═══ PROVIDED RECORDS ═══
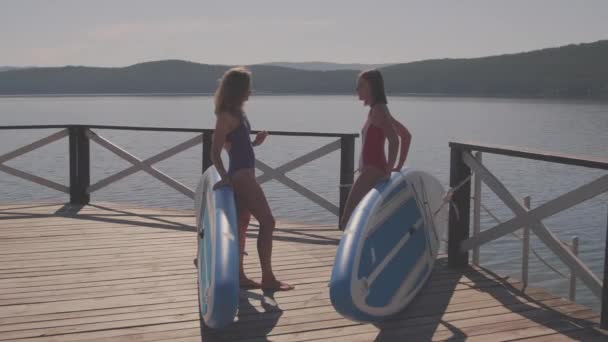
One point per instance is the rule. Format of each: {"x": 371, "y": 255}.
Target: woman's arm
{"x": 381, "y": 118}
{"x": 406, "y": 140}
{"x": 223, "y": 126}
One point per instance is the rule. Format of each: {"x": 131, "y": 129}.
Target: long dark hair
{"x": 230, "y": 94}
{"x": 376, "y": 85}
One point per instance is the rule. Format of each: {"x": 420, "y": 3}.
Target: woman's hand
{"x": 259, "y": 138}
{"x": 223, "y": 182}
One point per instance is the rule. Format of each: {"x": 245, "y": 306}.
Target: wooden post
{"x": 525, "y": 255}
{"x": 458, "y": 228}
{"x": 604, "y": 319}
{"x": 572, "y": 289}
{"x": 207, "y": 143}
{"x": 79, "y": 165}
{"x": 347, "y": 169}
{"x": 477, "y": 210}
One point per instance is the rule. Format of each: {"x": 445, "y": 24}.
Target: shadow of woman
{"x": 257, "y": 316}
{"x": 423, "y": 316}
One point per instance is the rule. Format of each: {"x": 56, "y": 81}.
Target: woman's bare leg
{"x": 255, "y": 200}
{"x": 243, "y": 217}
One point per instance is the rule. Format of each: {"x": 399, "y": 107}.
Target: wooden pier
{"x": 113, "y": 272}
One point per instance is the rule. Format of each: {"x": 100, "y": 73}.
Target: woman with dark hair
{"x": 232, "y": 131}
{"x": 379, "y": 127}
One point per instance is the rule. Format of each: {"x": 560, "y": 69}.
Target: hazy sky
{"x": 124, "y": 32}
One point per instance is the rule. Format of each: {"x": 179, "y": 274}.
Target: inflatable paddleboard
{"x": 389, "y": 247}
{"x": 218, "y": 252}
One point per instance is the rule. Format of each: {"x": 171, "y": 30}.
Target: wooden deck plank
{"x": 113, "y": 272}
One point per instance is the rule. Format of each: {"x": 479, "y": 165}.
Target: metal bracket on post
{"x": 347, "y": 170}
{"x": 458, "y": 228}
{"x": 80, "y": 165}
{"x": 207, "y": 143}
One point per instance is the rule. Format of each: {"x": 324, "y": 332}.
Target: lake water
{"x": 566, "y": 127}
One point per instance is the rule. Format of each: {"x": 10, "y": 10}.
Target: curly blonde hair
{"x": 232, "y": 91}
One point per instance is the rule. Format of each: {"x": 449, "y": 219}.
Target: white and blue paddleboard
{"x": 218, "y": 252}
{"x": 389, "y": 247}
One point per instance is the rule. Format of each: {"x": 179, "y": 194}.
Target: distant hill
{"x": 573, "y": 71}
{"x": 326, "y": 66}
═══
WHAT YOU NEED TO DO: Copy all the records above exactly, but leave out the pictures.

TASK RESPONSE:
One point per instance is the rule. Format of each: {"x": 371, "y": 255}.
Target: woman's arm
{"x": 381, "y": 118}
{"x": 406, "y": 140}
{"x": 223, "y": 126}
One point per instance is the rule. Format of each: {"x": 131, "y": 129}.
Target: long dark hair
{"x": 230, "y": 94}
{"x": 376, "y": 85}
One point per instance is the rule. Format of each: {"x": 420, "y": 3}.
Target: woman's hand
{"x": 259, "y": 138}
{"x": 223, "y": 182}
One point per instance is the rule. Format of each: {"x": 245, "y": 306}.
Target: wooden post
{"x": 525, "y": 255}
{"x": 458, "y": 228}
{"x": 604, "y": 319}
{"x": 572, "y": 289}
{"x": 207, "y": 143}
{"x": 79, "y": 165}
{"x": 347, "y": 169}
{"x": 477, "y": 210}
One point per instance is the rule. Format of each: {"x": 445, "y": 24}.
Target: shadow of woman
{"x": 257, "y": 316}
{"x": 423, "y": 316}
One point per instance is the rule. Format of each: {"x": 56, "y": 81}.
Target: woman's bare leg
{"x": 255, "y": 200}
{"x": 243, "y": 217}
One point per instance is the rule. Format of each: {"x": 399, "y": 107}.
Target: wooden pier
{"x": 113, "y": 272}
One point per instance is the rule. Format of each: {"x": 100, "y": 73}.
Target: woman with dark hair
{"x": 232, "y": 131}
{"x": 379, "y": 127}
One point per instance is the rule. Format of each: {"x": 560, "y": 69}.
Target: hazy sky
{"x": 124, "y": 32}
One point per instance is the rule. Format of each: {"x": 179, "y": 274}.
Target: inflatable paddleboard
{"x": 389, "y": 247}
{"x": 218, "y": 252}
One point per instance is the rule. Format of each: {"x": 171, "y": 30}.
Target: wooden deck plank
{"x": 113, "y": 272}
One point per instance is the rule. Format of each: {"x": 479, "y": 165}.
Target: metal bracket on post
{"x": 347, "y": 170}
{"x": 458, "y": 228}
{"x": 80, "y": 165}
{"x": 207, "y": 143}
One point per instance is the rule. Format of each: {"x": 324, "y": 332}.
Target: lake water
{"x": 566, "y": 127}
One point per instance is the rule. Format of each: {"x": 10, "y": 10}.
Target: curly blonde hair
{"x": 232, "y": 91}
One point per instance is the rule. Format of each: {"x": 449, "y": 219}.
Target: white and blue paddleboard
{"x": 218, "y": 252}
{"x": 389, "y": 247}
One point per instance is the rule. Format of each: {"x": 179, "y": 194}.
Target: distant hill
{"x": 573, "y": 71}
{"x": 326, "y": 66}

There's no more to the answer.